:: Task objective ::
In the entries below, find each line with the word "cardigan" and pull it out.
(Given records)
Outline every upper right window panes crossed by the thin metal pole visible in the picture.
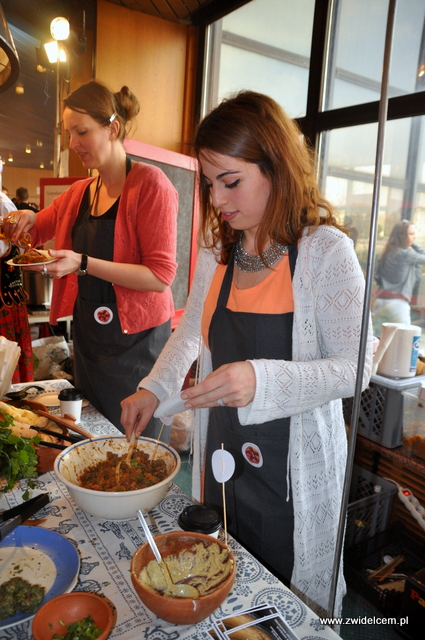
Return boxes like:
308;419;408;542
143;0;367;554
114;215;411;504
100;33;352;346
323;0;425;110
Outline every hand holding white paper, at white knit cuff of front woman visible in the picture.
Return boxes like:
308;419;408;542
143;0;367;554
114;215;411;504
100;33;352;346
181;362;256;409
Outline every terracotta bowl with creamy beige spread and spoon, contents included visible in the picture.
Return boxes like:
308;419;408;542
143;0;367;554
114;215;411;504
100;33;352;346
130;531;235;625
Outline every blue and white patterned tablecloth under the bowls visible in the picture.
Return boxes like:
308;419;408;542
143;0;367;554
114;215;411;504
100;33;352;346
0;381;338;640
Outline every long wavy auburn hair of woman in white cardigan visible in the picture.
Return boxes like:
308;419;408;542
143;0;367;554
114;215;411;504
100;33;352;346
194;91;343;264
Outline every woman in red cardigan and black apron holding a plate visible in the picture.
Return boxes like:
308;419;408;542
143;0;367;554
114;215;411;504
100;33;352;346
3;81;178;436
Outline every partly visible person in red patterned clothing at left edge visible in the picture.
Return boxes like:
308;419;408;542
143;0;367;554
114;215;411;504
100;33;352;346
0;192;34;384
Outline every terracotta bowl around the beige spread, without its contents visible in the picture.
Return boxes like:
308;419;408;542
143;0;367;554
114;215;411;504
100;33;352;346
130;531;236;625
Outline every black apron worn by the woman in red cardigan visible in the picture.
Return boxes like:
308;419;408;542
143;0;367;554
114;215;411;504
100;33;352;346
72;157;171;442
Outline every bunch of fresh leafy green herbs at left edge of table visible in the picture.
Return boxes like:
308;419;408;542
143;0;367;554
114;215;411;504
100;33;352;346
0;412;41;500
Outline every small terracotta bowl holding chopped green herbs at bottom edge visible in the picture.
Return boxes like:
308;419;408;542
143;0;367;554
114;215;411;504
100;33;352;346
32;591;116;640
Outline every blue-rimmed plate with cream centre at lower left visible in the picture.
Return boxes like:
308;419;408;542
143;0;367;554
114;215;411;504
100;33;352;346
0;525;80;631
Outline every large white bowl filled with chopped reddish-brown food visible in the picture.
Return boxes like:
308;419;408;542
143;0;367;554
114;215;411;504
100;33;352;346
54;435;181;520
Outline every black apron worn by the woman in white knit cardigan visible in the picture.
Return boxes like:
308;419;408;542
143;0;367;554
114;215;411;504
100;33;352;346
204;245;297;583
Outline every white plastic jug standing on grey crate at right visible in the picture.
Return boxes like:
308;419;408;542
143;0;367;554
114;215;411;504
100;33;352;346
374;322;422;378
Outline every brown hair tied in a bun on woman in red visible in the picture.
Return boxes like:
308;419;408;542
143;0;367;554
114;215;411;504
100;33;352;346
(End Given records)
:: Result ::
Outline every long wavy auburn hair of woman in white cardigan visible in the picture.
Outline every woman in red cardigan and black apron holding a plate visible in the picture.
Outline every black apron worn by the woman in red cardigan visible in the picture.
Outline every black apron worn by the woman in white knit cardigan visible in the picture.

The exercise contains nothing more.